→ AIM OF THE EXERCISE:
Your response should consist solely of the lines from the one containing "Each instance of the number 31" through the end of the data, copied exactly.
[SUPPLIED MATERIAL Boundary: Start]
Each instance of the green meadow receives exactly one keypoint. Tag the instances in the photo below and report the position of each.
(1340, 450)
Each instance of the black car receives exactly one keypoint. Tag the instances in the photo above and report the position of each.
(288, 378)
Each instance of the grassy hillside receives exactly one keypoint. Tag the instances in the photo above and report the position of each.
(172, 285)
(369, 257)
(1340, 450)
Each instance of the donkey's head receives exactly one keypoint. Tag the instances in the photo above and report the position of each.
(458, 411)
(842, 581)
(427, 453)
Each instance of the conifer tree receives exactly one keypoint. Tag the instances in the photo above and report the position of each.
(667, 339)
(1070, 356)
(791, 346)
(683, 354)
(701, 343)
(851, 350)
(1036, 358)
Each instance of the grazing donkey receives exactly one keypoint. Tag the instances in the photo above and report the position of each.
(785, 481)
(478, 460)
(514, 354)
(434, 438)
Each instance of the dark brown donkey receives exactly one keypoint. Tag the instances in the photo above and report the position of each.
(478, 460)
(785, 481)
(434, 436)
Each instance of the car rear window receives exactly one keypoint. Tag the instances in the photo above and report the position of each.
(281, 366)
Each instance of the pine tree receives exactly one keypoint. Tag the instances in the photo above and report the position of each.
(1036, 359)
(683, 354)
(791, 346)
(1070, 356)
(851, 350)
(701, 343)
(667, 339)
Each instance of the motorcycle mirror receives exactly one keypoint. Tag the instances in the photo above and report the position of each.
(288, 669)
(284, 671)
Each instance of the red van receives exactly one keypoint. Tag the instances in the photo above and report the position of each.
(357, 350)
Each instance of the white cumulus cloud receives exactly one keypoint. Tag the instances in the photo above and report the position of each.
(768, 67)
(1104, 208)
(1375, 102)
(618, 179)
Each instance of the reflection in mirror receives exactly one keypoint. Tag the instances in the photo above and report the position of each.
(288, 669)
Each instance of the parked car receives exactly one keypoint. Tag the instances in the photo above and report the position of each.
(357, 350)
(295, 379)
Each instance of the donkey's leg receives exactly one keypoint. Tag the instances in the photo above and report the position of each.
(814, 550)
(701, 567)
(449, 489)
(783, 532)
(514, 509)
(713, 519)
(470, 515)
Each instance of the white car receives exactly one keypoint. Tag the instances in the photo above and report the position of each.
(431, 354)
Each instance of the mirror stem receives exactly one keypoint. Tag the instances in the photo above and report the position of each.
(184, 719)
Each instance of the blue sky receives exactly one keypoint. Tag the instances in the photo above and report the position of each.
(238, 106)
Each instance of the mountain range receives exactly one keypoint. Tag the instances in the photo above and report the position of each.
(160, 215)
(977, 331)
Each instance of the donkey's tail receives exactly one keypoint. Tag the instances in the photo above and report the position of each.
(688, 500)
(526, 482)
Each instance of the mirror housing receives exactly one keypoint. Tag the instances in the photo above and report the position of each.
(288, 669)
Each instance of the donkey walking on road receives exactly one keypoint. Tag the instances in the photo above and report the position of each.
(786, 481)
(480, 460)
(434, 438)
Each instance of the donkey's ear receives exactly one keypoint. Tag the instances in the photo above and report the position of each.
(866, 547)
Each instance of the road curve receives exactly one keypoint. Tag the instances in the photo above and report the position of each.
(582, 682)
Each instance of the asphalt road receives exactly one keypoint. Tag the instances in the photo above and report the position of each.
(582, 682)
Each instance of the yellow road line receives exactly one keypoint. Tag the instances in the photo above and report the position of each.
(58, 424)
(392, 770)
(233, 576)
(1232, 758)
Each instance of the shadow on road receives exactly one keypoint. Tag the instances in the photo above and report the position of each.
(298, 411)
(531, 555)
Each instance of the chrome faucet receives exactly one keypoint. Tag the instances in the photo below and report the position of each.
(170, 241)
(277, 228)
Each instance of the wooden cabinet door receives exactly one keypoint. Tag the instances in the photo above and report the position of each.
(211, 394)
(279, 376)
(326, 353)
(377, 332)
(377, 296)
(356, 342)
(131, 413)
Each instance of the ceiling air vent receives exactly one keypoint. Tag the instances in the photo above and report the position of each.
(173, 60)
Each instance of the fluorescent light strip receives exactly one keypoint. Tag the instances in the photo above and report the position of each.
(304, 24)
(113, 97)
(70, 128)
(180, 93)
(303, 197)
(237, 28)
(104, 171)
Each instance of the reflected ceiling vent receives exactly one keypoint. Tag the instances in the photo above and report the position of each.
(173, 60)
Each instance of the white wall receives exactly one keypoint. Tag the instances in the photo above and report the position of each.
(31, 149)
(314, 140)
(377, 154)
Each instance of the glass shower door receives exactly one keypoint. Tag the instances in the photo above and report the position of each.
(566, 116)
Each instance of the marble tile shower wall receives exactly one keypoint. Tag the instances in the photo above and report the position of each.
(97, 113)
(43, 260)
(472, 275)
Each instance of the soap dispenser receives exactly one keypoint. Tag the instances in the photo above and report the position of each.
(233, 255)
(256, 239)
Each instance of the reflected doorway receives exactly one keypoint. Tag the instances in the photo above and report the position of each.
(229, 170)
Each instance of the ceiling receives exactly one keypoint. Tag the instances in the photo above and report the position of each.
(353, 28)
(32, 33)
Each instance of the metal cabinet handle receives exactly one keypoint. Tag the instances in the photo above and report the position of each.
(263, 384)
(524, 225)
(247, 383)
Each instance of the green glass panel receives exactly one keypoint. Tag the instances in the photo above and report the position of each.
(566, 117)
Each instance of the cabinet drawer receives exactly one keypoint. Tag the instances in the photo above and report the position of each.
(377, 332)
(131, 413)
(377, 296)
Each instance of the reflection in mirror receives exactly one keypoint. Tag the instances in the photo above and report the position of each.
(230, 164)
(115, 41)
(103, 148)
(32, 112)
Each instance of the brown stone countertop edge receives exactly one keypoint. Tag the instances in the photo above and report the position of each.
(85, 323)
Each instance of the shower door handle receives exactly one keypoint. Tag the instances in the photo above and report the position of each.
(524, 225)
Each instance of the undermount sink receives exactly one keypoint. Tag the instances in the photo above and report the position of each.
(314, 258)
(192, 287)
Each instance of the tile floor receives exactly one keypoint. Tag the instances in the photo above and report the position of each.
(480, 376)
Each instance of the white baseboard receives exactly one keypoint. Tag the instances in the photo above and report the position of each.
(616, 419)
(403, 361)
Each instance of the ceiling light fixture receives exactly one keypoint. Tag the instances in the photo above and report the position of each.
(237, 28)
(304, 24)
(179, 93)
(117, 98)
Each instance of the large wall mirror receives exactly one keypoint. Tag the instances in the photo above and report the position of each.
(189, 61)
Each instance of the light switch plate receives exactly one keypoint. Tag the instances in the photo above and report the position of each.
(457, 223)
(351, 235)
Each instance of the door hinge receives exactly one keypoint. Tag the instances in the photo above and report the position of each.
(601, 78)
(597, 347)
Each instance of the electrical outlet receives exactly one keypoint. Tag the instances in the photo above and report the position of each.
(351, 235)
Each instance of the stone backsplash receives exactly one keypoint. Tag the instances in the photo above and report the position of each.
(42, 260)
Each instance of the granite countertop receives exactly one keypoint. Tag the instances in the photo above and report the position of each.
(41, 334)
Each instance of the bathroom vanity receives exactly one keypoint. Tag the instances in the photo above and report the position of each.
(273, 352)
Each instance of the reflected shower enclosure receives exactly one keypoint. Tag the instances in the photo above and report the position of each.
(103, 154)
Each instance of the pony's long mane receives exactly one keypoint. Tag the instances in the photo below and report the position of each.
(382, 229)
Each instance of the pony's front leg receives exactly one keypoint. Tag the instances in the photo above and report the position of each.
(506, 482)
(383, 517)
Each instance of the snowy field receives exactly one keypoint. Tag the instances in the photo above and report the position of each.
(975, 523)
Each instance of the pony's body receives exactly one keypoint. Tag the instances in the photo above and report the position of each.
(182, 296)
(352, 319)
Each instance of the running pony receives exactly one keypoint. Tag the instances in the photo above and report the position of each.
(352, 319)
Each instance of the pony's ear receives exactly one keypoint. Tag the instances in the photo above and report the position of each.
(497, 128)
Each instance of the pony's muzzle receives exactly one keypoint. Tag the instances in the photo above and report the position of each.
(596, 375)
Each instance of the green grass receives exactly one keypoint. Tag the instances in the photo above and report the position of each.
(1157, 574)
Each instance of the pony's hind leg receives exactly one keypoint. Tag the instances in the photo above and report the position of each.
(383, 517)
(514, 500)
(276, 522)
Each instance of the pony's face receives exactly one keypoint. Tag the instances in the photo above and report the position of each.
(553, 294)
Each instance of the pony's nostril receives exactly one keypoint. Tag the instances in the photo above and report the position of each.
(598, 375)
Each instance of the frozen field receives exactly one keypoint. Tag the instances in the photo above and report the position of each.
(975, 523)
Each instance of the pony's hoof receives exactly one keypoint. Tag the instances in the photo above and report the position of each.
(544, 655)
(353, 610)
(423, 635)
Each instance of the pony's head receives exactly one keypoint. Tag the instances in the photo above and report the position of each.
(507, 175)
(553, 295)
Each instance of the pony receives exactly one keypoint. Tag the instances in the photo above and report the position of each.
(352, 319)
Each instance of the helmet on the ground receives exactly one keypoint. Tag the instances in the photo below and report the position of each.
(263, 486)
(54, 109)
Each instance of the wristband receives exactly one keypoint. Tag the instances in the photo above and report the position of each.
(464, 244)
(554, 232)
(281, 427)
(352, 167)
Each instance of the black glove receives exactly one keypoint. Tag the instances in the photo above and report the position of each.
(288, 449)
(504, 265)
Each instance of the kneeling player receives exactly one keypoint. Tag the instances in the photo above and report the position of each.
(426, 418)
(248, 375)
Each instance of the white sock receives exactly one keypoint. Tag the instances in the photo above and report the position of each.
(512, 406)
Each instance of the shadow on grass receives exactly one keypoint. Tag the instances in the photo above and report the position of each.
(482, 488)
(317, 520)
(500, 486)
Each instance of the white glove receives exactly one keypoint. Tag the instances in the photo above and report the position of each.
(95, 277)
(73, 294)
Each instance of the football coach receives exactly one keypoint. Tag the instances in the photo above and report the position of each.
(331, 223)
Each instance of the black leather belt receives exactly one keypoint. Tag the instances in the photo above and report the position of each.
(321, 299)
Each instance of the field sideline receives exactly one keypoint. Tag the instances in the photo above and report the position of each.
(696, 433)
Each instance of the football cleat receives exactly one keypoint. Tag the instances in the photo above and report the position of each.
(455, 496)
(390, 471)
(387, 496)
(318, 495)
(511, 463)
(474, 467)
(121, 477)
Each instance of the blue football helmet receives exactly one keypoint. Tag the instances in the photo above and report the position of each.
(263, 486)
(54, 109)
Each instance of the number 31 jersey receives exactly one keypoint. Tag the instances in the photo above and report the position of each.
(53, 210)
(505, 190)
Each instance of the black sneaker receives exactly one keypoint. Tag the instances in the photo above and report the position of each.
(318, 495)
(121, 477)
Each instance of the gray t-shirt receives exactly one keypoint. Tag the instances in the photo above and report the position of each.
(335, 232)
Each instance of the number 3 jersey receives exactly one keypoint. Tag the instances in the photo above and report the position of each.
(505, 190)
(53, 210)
[SUPPLIED MATERIAL Boundary: End]
→ SOLVED EXERCISE:
Each instance of the number 31 jersey receives exactly one keypoint. Tag the instances in the photo above and report the position of each.
(53, 210)
(505, 190)
Each instance of the black sneaker receives exactly one keypoint. Tag the instances in the photo above and report the position of each.
(318, 495)
(121, 477)
Each instance of the gray t-shirt receives exactly one keypoint. Tag the instances in the photo above and report the position of each.
(335, 232)
Each instance of the number 3 jersey receives exactly one keypoint. Tag the instances in the photo above and report the position of each.
(505, 190)
(53, 210)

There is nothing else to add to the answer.